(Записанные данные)
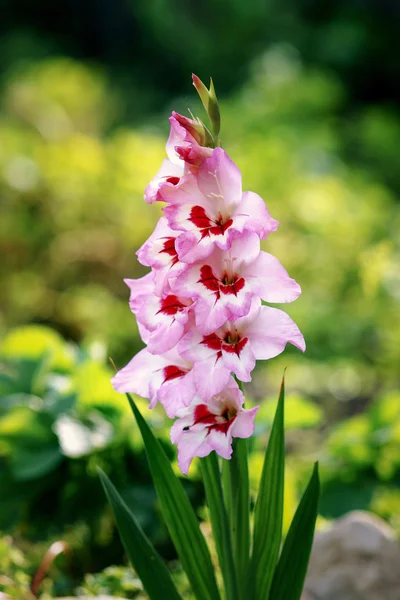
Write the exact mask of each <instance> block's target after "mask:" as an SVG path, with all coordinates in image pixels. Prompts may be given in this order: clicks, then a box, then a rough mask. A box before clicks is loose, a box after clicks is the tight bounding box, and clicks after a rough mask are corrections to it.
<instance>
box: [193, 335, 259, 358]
mask: <svg viewBox="0 0 400 600" xmlns="http://www.w3.org/2000/svg"><path fill="white" fill-rule="evenodd" d="M247 342H248V338H241V337H240V334H238V333H231V332H228V333H227V334H226V335H225V337H224V339H221V338H220V337H219V336H218V335H217V334H216V333H211V334H210V335H205V336H204V337H203V339H202V341H201V343H202V344H203V346H207V348H210V349H211V350H216V351H217V352H218V358H220V357H221V356H222V352H228V353H229V354H237V356H240V353H241V352H242V350H243V348H244V347H245V345H246V344H247Z"/></svg>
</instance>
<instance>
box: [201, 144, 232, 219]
mask: <svg viewBox="0 0 400 600" xmlns="http://www.w3.org/2000/svg"><path fill="white" fill-rule="evenodd" d="M197 180H198V186H199V189H200V191H201V192H202V193H203V194H204V196H206V197H207V198H209V199H213V201H214V203H215V205H216V206H217V207H218V211H219V212H220V213H221V215H222V216H225V217H226V216H228V217H229V216H230V215H231V214H232V212H233V211H234V209H235V207H236V206H237V205H238V204H239V202H240V200H241V196H242V176H241V174H240V170H239V169H238V167H237V166H236V165H235V163H234V162H233V161H232V160H231V159H230V158H229V156H228V155H227V153H226V152H225V151H224V150H223V149H222V148H215V150H214V152H213V155H212V157H211V158H208V159H207V160H205V161H204V162H203V164H202V165H201V167H200V169H199V173H198V177H197ZM224 213H225V214H224Z"/></svg>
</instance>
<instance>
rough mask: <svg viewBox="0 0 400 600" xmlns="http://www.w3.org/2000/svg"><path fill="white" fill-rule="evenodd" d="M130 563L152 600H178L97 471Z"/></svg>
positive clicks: (137, 525) (122, 511) (110, 482)
mask: <svg viewBox="0 0 400 600" xmlns="http://www.w3.org/2000/svg"><path fill="white" fill-rule="evenodd" d="M98 471H99V475H100V479H101V482H102V484H103V488H104V491H105V493H106V495H107V498H108V501H109V502H110V504H111V508H112V510H113V513H114V516H115V520H116V522H117V526H118V530H119V533H120V535H121V539H122V542H123V544H124V547H125V550H126V553H127V555H128V558H129V561H130V563H131V564H132V566H133V568H134V569H135V571H136V573H137V574H138V576H139V577H140V580H141V582H142V583H143V587H144V589H145V590H146V592H147V593H148V595H149V597H150V599H151V600H166V599H167V598H168V600H179V599H180V596H179V594H178V592H177V591H176V588H175V586H174V584H173V582H172V579H171V576H170V574H169V572H168V569H167V567H166V565H165V563H164V562H163V560H162V559H161V558H160V556H159V555H158V554H157V552H156V551H155V549H154V548H153V546H152V544H151V543H150V541H149V540H148V538H147V536H146V535H145V533H144V532H143V530H142V528H141V527H140V525H139V523H138V522H137V520H136V518H135V516H134V515H133V514H132V513H131V511H130V510H129V508H128V507H127V505H126V504H125V502H124V501H123V500H122V498H121V496H120V495H119V493H118V491H117V490H116V488H115V486H114V485H113V484H112V483H111V481H110V480H109V478H108V477H107V475H106V474H105V473H104V472H103V471H102V470H101V469H98Z"/></svg>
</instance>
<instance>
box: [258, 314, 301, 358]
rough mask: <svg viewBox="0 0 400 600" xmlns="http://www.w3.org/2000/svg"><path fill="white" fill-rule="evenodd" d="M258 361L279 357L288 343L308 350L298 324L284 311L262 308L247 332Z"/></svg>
mask: <svg viewBox="0 0 400 600" xmlns="http://www.w3.org/2000/svg"><path fill="white" fill-rule="evenodd" d="M246 335H247V336H248V337H249V339H250V342H251V347H252V350H253V352H254V355H255V357H256V358H257V360H263V359H264V360H265V359H269V358H273V357H274V356H277V355H278V354H280V353H281V352H283V350H284V349H285V346H286V344H287V343H290V344H293V346H296V347H297V348H299V350H302V351H303V352H304V350H305V349H306V344H305V341H304V337H303V335H302V333H301V332H300V330H299V328H298V327H297V325H296V323H295V322H294V321H292V319H291V318H290V317H289V315H287V314H286V313H285V312H283V311H282V310H278V309H277V308H270V307H269V306H262V307H261V309H260V313H259V315H258V317H257V318H256V319H255V320H254V321H253V323H252V324H251V325H249V327H248V328H247V330H246Z"/></svg>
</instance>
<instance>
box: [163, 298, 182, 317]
mask: <svg viewBox="0 0 400 600" xmlns="http://www.w3.org/2000/svg"><path fill="white" fill-rule="evenodd" d="M184 308H186V306H185V305H184V304H182V302H181V301H180V300H178V298H177V296H172V295H171V296H166V297H165V298H162V299H161V308H160V310H159V311H157V314H159V313H163V314H164V315H176V313H177V312H179V311H180V310H183V309H184Z"/></svg>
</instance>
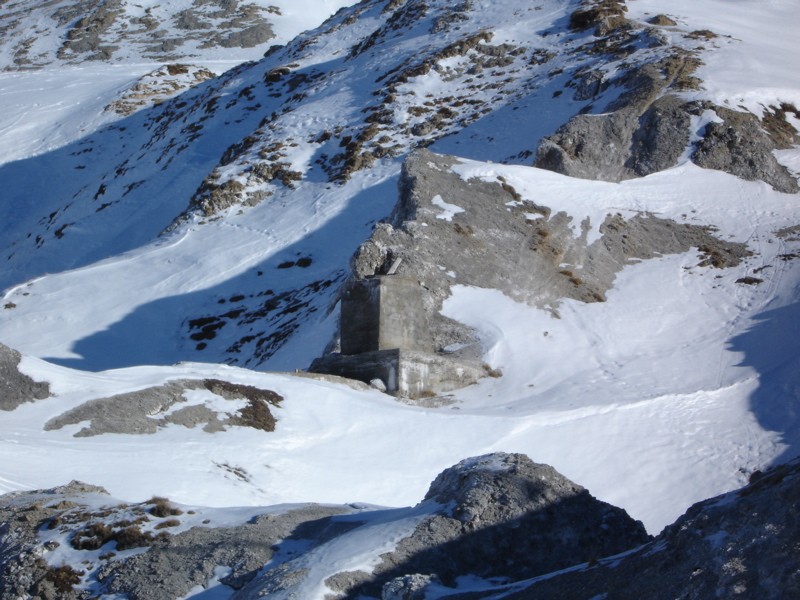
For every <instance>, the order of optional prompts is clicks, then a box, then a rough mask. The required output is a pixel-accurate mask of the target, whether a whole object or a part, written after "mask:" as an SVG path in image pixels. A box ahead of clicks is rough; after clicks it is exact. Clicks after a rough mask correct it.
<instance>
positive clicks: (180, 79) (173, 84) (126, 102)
mask: <svg viewBox="0 0 800 600" xmlns="http://www.w3.org/2000/svg"><path fill="white" fill-rule="evenodd" d="M213 77H214V73H212V72H211V71H209V70H208V69H206V68H204V67H197V66H194V65H186V64H179V63H178V64H170V65H165V66H163V67H160V68H158V69H155V70H154V71H151V72H150V73H147V74H145V75H143V76H142V77H141V78H139V81H137V82H136V83H135V84H133V85H132V86H131V87H129V88H128V89H126V90H125V91H123V92H122V93H121V94H120V96H119V97H118V98H117V99H116V100H114V101H113V102H112V103H111V104H109V105H108V106H107V107H106V108H105V110H107V111H114V112H115V113H117V114H120V115H129V114H131V113H133V112H135V111H137V110H140V109H141V108H144V107H146V106H150V105H153V104H159V103H160V102H163V101H164V100H166V99H167V98H170V97H172V96H175V95H177V94H178V93H179V92H181V91H183V90H185V89H187V88H189V87H192V86H193V85H197V84H198V83H201V82H203V81H207V80H209V79H212V78H213Z"/></svg>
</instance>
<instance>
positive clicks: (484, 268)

## Суть задания
В каких строках выше встречается слово «then»? Найдите и перепишите каждую такую строку целиком.

## Результат
Write the exact mask of each <instance> block's target after "mask:" as an SVG path, with all coordinates in image pixels. Prompts may be given in this order: clicks, then a box, then a rough mask. A box before clicks is loose, a box after clicks is the tight bounding box, and clicks after a rough mask are corrections to it.
For every <instance>, the order of optional prompts is clicks, then a box, then a rough mask. The required output is a pixel-accurate mask of the target, whether a whole object or a part, written after "mask:" as an SVG path in image pixels. A box ahead of clicks is rough; after clicks it is exact. Clicks after a rough mask correct it.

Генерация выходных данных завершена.